__Work instructions__
Each line of the records that holds the word "potted" should be copied out.

__Record excerpts__
============

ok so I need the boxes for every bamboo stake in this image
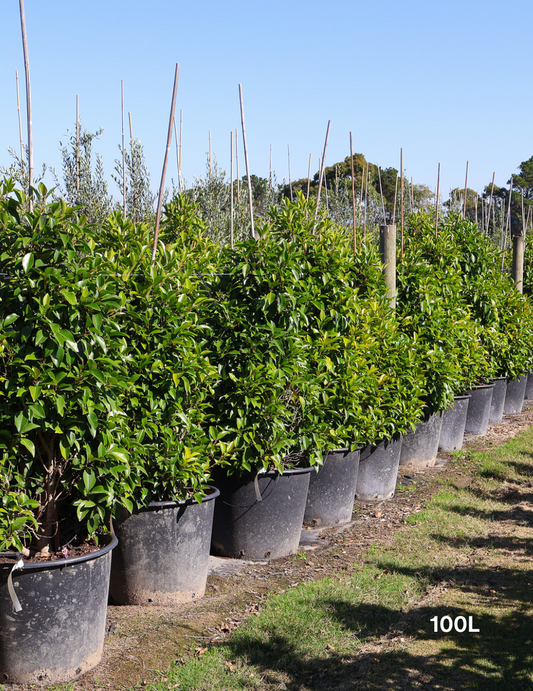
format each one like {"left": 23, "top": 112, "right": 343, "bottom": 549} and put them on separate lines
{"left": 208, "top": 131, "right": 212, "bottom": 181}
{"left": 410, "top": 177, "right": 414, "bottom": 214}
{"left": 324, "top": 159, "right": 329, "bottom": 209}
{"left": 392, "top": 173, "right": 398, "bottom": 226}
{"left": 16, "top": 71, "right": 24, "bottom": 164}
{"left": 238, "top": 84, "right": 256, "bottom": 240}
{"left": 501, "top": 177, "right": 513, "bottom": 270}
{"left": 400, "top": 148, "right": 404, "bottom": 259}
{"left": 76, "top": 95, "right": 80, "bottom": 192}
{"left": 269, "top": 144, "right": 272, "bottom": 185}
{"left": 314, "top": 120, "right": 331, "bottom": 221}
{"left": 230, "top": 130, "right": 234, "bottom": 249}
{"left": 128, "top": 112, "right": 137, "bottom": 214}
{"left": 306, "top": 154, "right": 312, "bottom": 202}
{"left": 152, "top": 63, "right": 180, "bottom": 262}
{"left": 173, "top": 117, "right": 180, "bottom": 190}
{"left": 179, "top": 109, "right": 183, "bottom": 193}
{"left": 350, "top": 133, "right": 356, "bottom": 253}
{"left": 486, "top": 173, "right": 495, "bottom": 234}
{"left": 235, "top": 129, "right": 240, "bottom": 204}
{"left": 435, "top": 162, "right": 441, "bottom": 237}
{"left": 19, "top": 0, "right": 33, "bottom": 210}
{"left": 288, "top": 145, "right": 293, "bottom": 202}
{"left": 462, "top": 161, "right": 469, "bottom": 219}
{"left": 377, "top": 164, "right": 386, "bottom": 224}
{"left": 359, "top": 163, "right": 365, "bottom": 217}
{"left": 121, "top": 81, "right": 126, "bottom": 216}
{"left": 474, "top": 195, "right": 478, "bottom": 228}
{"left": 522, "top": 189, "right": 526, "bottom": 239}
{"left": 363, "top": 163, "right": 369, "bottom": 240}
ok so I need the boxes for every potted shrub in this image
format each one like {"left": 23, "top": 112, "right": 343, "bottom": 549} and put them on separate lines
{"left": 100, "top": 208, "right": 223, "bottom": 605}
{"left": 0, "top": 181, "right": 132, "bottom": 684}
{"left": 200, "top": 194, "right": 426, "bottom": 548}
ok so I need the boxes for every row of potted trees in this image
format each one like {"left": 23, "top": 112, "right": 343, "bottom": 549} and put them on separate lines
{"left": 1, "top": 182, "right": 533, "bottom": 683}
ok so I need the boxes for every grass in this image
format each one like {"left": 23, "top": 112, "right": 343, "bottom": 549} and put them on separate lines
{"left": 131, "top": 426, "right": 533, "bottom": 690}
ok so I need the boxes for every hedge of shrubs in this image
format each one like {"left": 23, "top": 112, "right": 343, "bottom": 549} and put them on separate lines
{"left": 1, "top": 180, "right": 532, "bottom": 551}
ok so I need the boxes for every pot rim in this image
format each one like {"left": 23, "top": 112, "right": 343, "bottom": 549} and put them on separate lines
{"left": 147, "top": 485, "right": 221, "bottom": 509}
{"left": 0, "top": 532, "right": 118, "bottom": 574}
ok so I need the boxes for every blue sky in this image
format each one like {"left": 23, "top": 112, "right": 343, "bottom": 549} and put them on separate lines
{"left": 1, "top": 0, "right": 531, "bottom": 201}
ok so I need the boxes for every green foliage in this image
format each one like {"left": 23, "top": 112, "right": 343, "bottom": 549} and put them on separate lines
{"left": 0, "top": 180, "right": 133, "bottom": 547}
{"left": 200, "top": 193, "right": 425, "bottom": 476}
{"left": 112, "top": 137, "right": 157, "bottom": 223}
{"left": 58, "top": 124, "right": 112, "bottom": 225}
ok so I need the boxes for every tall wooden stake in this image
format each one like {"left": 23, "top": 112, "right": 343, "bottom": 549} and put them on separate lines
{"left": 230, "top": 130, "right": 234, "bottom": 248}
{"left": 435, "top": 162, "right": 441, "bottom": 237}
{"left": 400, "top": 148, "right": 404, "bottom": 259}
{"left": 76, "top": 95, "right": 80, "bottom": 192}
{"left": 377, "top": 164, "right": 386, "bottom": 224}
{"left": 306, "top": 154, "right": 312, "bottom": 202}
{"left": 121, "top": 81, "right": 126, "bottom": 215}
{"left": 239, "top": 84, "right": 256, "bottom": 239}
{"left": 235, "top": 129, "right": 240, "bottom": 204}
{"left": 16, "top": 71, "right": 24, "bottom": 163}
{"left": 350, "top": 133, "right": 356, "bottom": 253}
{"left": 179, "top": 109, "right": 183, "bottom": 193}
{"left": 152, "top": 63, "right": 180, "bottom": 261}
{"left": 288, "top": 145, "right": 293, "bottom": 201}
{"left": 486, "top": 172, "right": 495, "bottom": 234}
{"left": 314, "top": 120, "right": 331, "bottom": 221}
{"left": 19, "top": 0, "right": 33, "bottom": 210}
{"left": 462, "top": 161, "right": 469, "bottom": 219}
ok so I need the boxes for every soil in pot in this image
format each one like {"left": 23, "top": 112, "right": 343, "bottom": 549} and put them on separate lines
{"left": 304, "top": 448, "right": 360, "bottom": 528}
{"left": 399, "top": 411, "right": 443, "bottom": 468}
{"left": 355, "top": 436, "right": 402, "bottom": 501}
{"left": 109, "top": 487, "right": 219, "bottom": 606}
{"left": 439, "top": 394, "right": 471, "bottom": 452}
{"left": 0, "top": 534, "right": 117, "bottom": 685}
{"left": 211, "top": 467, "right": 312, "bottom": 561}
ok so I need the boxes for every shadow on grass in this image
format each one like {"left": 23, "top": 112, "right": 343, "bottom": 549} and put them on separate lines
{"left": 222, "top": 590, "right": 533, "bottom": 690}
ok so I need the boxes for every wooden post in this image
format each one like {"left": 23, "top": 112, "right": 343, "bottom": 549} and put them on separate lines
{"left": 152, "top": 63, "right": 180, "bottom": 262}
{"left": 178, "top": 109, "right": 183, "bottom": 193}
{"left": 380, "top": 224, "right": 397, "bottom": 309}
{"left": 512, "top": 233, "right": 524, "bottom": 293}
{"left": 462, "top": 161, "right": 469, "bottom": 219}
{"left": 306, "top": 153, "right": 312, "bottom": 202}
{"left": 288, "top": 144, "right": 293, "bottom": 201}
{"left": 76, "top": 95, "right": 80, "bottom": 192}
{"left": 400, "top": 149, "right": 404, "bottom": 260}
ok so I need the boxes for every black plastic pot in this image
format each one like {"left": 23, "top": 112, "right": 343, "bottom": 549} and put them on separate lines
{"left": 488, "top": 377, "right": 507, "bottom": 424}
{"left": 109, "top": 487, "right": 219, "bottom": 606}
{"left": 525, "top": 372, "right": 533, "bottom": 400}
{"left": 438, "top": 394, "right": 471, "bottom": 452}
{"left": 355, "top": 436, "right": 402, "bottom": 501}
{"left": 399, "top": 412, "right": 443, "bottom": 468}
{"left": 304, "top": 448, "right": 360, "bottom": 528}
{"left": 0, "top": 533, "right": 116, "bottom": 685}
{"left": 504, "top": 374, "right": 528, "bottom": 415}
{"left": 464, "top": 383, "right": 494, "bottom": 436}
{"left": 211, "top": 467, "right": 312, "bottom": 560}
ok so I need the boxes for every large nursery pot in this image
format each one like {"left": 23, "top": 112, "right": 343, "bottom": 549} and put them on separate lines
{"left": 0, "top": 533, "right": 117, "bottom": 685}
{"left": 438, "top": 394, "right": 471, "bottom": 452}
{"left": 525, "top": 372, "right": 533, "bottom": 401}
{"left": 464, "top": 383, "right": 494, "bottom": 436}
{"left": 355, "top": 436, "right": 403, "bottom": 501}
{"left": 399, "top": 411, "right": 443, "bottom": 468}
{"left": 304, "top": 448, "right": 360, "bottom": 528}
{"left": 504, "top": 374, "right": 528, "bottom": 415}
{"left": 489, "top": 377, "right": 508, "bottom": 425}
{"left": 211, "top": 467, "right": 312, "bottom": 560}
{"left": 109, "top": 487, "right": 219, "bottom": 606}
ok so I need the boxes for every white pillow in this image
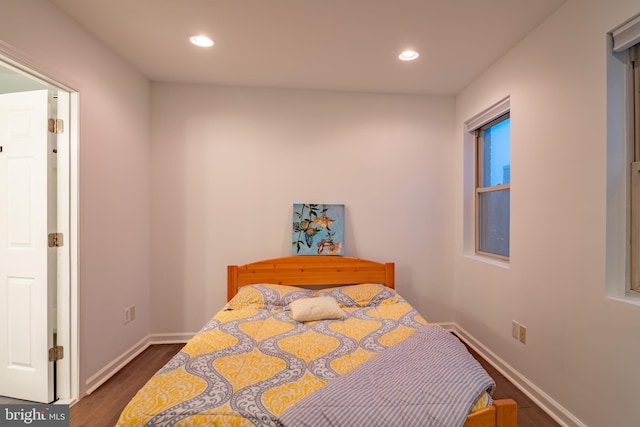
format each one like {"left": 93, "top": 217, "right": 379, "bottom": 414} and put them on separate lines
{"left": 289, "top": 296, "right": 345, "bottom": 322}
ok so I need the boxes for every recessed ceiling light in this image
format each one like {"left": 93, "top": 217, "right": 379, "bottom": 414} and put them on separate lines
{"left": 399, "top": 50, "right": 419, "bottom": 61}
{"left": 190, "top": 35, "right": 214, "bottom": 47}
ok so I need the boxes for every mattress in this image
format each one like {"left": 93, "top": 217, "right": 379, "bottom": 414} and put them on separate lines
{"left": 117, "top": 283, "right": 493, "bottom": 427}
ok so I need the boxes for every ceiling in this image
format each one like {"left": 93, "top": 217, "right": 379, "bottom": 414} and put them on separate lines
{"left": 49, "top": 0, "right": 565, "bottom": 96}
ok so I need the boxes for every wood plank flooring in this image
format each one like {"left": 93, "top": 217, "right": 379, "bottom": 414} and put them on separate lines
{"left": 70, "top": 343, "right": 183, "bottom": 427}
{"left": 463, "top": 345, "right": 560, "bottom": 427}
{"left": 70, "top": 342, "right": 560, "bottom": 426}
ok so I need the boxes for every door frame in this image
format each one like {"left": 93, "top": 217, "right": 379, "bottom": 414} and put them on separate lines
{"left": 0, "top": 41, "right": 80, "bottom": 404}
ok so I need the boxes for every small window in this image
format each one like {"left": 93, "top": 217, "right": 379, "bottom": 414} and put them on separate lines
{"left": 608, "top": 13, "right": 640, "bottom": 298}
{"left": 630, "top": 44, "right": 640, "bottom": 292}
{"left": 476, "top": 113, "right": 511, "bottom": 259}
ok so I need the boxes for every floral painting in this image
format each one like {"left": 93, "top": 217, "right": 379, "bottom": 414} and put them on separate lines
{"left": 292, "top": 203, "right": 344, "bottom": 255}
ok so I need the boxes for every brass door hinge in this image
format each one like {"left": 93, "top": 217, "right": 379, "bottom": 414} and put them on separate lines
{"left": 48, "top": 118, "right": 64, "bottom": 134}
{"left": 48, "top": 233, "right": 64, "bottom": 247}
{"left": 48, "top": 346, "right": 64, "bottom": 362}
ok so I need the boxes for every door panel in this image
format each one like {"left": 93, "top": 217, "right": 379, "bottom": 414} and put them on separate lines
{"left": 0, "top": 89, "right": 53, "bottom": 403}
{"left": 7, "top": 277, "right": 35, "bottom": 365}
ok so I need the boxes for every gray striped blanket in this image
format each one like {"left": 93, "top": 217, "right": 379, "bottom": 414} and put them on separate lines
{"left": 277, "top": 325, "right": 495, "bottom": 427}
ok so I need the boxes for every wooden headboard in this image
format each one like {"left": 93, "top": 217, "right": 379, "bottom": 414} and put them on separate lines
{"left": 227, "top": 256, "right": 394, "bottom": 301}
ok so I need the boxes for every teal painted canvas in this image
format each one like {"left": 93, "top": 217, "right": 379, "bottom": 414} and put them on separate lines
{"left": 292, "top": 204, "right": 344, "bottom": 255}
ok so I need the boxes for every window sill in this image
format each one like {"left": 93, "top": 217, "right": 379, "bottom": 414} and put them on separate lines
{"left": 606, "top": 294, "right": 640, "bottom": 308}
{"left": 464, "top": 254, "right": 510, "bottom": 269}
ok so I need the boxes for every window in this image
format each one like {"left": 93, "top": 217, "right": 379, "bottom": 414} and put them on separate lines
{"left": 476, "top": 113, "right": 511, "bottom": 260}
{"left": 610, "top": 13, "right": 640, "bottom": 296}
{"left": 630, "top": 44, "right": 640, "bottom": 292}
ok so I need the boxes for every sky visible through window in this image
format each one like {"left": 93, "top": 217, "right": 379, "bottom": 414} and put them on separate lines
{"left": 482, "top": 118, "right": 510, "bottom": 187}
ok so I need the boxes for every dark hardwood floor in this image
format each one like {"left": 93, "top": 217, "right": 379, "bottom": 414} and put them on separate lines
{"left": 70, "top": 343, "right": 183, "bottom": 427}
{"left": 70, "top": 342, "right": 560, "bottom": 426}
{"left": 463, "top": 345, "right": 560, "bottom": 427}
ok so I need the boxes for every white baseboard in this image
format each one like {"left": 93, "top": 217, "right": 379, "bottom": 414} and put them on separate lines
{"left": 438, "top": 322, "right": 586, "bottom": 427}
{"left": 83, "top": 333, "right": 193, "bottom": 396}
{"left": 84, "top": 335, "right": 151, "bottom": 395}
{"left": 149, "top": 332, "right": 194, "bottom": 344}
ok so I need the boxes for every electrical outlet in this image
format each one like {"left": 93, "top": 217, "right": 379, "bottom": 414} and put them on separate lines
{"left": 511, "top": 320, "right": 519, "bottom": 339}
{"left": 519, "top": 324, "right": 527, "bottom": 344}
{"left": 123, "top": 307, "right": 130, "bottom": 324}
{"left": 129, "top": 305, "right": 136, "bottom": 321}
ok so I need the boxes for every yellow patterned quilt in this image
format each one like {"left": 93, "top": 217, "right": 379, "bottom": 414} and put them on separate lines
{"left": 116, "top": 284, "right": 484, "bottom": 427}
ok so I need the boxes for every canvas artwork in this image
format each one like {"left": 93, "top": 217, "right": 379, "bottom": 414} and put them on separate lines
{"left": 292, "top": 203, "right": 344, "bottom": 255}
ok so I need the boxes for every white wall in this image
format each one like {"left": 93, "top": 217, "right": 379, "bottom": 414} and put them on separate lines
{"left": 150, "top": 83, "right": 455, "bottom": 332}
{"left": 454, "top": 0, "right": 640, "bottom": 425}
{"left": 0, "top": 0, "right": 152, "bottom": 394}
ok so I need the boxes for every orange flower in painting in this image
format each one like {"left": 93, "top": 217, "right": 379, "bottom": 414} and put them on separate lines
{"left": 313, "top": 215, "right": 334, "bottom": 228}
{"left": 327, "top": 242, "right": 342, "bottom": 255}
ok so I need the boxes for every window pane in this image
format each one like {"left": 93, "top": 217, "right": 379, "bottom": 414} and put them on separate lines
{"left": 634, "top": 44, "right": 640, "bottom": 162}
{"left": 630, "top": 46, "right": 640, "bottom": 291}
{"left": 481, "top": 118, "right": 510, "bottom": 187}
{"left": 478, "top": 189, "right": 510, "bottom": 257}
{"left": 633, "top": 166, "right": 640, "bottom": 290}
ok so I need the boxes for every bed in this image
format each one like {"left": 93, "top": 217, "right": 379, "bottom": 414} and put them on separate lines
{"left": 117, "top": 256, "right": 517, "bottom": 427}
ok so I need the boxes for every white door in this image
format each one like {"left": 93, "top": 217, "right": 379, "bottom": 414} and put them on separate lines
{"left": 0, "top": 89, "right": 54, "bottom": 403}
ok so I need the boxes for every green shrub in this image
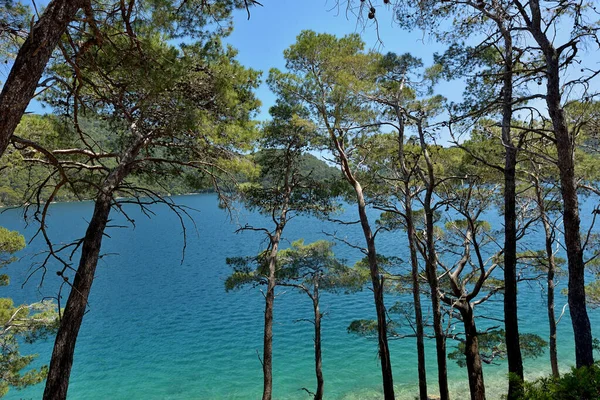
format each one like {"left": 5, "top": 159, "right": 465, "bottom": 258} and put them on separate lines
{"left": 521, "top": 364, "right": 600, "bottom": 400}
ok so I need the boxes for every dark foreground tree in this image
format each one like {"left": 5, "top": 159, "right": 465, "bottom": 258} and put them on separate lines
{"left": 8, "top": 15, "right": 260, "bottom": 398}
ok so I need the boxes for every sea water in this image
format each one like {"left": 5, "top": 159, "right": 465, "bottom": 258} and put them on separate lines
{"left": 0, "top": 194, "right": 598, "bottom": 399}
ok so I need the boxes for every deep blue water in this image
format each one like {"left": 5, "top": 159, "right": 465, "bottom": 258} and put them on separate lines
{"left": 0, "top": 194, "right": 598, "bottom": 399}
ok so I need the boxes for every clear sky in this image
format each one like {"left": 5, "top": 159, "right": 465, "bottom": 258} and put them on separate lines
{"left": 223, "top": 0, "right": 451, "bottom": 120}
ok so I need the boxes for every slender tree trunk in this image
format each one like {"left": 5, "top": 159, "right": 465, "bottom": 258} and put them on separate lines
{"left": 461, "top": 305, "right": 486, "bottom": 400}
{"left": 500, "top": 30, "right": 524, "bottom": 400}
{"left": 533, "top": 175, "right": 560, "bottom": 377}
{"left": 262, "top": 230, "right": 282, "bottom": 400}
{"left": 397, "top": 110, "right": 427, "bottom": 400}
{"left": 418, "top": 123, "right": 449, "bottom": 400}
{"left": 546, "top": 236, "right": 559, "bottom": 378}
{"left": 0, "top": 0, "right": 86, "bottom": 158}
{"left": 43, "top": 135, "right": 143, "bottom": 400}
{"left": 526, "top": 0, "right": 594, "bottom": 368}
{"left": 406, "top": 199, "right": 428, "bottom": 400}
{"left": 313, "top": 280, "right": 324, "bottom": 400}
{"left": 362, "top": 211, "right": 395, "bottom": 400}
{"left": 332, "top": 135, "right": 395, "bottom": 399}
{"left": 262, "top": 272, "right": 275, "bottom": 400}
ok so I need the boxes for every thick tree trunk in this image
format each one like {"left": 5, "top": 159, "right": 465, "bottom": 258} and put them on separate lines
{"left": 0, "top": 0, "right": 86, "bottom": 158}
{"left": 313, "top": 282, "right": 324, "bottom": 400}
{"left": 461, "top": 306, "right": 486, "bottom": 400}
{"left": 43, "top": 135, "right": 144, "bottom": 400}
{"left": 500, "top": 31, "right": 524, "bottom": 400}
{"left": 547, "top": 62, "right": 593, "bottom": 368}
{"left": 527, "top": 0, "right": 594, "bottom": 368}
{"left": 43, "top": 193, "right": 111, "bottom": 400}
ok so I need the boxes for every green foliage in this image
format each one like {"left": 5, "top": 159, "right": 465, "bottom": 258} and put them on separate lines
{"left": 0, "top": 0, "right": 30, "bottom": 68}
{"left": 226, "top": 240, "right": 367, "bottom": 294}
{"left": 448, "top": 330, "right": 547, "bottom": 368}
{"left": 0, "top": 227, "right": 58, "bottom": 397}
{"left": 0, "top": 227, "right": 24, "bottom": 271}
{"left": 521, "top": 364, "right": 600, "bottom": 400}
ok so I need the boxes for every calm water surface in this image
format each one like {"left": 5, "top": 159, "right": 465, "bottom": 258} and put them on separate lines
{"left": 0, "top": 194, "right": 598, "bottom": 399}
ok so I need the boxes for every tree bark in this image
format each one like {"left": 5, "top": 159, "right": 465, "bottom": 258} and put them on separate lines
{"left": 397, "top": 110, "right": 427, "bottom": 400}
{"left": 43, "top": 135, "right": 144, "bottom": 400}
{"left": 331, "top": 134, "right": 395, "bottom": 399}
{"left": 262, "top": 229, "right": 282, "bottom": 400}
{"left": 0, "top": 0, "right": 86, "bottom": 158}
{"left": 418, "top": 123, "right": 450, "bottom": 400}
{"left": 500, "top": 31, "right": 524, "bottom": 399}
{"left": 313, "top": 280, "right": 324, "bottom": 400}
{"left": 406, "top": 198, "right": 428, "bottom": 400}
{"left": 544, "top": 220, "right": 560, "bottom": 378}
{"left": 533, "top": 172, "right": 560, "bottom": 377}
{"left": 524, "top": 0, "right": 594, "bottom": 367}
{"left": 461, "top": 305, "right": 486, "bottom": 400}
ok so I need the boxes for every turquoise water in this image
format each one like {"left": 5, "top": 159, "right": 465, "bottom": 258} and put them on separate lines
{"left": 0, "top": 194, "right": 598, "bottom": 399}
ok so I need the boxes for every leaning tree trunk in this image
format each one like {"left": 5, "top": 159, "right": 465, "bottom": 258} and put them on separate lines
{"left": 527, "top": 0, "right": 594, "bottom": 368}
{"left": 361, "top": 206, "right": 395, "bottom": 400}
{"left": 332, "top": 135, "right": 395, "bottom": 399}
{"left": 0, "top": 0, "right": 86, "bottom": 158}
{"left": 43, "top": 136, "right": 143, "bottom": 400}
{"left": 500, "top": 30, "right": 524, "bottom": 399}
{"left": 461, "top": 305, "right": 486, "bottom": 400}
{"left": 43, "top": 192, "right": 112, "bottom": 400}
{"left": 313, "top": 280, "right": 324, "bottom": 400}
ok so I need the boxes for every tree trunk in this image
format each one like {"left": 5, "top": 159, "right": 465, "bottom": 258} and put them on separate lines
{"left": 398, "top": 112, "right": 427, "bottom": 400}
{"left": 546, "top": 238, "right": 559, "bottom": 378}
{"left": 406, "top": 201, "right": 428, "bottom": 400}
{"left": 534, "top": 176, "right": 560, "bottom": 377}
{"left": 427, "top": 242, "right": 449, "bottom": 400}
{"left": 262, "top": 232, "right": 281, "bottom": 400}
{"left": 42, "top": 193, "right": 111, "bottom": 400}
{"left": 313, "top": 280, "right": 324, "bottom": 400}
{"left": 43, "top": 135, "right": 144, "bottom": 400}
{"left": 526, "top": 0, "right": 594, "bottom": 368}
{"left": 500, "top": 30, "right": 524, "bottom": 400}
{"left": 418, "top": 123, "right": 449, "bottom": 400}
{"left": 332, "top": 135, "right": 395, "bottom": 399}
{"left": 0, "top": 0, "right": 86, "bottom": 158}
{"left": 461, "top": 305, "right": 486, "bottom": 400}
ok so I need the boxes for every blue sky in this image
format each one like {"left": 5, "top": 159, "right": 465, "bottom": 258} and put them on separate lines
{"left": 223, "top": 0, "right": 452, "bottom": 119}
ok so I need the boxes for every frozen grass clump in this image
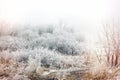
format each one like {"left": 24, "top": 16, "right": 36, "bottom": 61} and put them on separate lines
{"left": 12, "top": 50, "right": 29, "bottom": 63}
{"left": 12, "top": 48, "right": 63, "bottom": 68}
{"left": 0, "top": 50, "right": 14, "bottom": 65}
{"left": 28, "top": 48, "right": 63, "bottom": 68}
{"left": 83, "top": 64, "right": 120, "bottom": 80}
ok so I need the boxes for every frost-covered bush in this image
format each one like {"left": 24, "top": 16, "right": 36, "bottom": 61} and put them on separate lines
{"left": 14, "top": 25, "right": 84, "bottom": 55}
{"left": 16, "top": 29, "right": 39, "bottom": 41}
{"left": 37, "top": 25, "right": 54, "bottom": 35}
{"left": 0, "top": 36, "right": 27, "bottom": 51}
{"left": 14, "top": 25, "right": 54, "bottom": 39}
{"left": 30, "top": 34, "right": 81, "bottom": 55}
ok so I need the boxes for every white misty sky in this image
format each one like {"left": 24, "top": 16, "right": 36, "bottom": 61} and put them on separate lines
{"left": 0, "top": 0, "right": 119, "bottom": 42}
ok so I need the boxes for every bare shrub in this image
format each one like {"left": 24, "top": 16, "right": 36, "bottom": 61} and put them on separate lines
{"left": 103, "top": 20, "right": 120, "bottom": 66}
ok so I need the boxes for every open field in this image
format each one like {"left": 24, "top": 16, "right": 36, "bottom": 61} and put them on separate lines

============

__The answer__
ok so I need the boxes for every potted shrub in this image
ok so I need the boxes for every row of potted trees in this image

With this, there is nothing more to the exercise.